▸ **Given data**
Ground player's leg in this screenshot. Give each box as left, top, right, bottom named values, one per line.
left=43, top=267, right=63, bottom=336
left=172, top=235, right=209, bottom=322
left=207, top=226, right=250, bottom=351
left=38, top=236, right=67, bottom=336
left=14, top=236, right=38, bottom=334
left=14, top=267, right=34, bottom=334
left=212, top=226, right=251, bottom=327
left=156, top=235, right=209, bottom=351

▸ **Task goal**
Transcribe all of the records above without altering anything.

▸ **The completed task**
Ground player's leg in this screenshot. Give each box as left, top, right, bottom named values, one per line.
left=43, top=267, right=63, bottom=336
left=172, top=235, right=209, bottom=322
left=207, top=226, right=250, bottom=351
left=38, top=236, right=67, bottom=336
left=14, top=236, right=38, bottom=334
left=14, top=267, right=34, bottom=334
left=212, top=226, right=251, bottom=327
left=156, top=235, right=209, bottom=351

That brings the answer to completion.